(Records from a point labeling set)

* start *

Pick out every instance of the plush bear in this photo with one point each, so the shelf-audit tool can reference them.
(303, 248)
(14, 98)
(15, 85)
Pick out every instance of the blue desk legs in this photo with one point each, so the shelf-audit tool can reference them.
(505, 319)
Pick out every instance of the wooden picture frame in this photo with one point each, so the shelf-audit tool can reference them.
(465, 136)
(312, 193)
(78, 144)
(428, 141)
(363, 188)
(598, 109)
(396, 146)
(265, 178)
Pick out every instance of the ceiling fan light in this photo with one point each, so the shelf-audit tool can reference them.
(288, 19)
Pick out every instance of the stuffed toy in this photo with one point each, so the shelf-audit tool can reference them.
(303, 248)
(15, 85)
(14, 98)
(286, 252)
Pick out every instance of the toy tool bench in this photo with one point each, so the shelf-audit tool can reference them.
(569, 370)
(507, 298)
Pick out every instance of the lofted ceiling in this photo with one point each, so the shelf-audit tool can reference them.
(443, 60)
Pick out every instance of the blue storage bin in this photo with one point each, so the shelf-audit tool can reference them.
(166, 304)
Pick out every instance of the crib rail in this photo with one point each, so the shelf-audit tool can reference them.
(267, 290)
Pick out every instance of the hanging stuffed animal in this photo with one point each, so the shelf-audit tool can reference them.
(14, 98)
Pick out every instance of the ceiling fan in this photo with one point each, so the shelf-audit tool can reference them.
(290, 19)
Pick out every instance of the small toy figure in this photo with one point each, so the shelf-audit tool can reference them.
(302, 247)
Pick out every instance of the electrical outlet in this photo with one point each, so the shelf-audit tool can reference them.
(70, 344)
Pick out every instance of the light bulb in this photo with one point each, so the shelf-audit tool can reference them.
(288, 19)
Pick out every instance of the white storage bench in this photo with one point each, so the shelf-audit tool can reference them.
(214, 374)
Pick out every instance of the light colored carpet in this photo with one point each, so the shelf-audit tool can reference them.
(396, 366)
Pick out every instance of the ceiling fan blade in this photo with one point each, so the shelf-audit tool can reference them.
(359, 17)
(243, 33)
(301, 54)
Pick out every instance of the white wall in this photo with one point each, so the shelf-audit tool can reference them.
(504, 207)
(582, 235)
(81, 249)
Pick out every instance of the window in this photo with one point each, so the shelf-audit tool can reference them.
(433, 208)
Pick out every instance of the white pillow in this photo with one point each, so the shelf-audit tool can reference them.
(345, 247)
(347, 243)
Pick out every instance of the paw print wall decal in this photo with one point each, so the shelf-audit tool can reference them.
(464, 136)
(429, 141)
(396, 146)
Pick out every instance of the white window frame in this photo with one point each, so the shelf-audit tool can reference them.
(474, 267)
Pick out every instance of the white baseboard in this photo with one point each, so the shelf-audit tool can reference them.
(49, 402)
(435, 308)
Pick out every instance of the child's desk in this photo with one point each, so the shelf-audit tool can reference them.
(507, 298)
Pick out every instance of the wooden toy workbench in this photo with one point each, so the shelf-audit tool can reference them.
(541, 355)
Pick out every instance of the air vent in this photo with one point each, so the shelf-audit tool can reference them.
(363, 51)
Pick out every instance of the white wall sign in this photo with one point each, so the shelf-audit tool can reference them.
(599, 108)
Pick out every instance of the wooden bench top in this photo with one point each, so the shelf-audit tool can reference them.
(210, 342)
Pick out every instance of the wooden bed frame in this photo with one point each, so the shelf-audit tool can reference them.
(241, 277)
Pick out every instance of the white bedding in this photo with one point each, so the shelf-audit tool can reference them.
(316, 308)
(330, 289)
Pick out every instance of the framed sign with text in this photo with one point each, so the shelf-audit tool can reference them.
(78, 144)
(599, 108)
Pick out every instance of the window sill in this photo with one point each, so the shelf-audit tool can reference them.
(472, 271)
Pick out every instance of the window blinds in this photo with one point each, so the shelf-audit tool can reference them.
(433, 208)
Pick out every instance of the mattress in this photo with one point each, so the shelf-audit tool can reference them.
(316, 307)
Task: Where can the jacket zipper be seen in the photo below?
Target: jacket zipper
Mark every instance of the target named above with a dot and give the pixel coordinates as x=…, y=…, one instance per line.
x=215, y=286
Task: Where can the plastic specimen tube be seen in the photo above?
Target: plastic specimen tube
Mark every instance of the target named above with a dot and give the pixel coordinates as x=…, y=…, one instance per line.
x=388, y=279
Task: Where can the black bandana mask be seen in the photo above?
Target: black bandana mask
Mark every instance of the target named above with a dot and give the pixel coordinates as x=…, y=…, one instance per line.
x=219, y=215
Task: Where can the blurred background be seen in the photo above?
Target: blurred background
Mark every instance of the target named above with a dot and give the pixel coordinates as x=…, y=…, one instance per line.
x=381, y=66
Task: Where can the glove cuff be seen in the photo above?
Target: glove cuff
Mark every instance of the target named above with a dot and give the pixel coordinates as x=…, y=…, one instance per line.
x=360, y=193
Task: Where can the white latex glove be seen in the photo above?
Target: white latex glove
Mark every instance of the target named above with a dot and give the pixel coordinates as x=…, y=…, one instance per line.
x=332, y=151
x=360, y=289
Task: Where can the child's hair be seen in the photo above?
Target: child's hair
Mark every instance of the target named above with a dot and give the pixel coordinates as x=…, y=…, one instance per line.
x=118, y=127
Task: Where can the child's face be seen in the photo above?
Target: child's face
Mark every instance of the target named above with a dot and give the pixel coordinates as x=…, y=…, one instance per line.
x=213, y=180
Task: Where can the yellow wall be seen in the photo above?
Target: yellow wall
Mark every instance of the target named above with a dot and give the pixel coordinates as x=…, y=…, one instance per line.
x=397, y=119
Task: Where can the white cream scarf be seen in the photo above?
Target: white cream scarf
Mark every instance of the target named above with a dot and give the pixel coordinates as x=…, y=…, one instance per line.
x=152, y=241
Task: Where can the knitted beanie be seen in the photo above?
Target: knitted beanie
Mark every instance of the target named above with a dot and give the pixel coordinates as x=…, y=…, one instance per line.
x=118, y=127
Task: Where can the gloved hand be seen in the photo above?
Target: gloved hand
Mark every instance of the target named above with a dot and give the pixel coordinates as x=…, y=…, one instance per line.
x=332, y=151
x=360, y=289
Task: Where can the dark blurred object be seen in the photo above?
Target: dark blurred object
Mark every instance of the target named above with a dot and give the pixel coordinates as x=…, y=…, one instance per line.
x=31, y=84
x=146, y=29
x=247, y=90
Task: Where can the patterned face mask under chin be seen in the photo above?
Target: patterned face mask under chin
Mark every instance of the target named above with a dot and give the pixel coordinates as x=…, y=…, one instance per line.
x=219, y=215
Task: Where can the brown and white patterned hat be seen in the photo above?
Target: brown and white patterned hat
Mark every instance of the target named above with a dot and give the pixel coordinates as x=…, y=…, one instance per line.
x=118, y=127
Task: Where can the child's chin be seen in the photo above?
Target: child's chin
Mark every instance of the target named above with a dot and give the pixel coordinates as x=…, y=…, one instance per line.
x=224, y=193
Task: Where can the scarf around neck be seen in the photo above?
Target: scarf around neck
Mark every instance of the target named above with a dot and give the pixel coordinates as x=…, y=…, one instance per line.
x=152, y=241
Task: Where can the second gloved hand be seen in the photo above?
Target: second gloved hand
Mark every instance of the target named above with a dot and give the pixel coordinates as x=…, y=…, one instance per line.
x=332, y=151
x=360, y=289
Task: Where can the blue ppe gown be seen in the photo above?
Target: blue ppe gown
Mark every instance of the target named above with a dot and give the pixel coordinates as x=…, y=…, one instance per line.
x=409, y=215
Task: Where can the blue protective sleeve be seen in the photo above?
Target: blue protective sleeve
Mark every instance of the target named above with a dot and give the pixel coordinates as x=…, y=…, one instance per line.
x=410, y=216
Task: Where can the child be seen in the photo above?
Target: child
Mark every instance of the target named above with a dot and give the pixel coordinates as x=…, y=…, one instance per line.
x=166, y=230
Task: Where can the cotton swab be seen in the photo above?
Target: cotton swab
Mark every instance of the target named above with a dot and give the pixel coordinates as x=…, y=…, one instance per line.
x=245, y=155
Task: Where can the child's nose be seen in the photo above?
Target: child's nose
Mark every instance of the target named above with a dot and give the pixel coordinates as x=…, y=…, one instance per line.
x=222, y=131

* end *

Rewrite the records starting with the line that contains "Task: Where can the blurred" and going on through the line that contains "x=381, y=66", changing "blurred background" to "out-of-focus background" and leaving everything else as it is.

### Completed task
Task: Where can the out-of-focus background be seen in the photo above?
Target: out-of-focus background
Mark every instance of the target named above with a dot and give the pixel coordinates as x=…, y=…, one instance per line.
x=381, y=66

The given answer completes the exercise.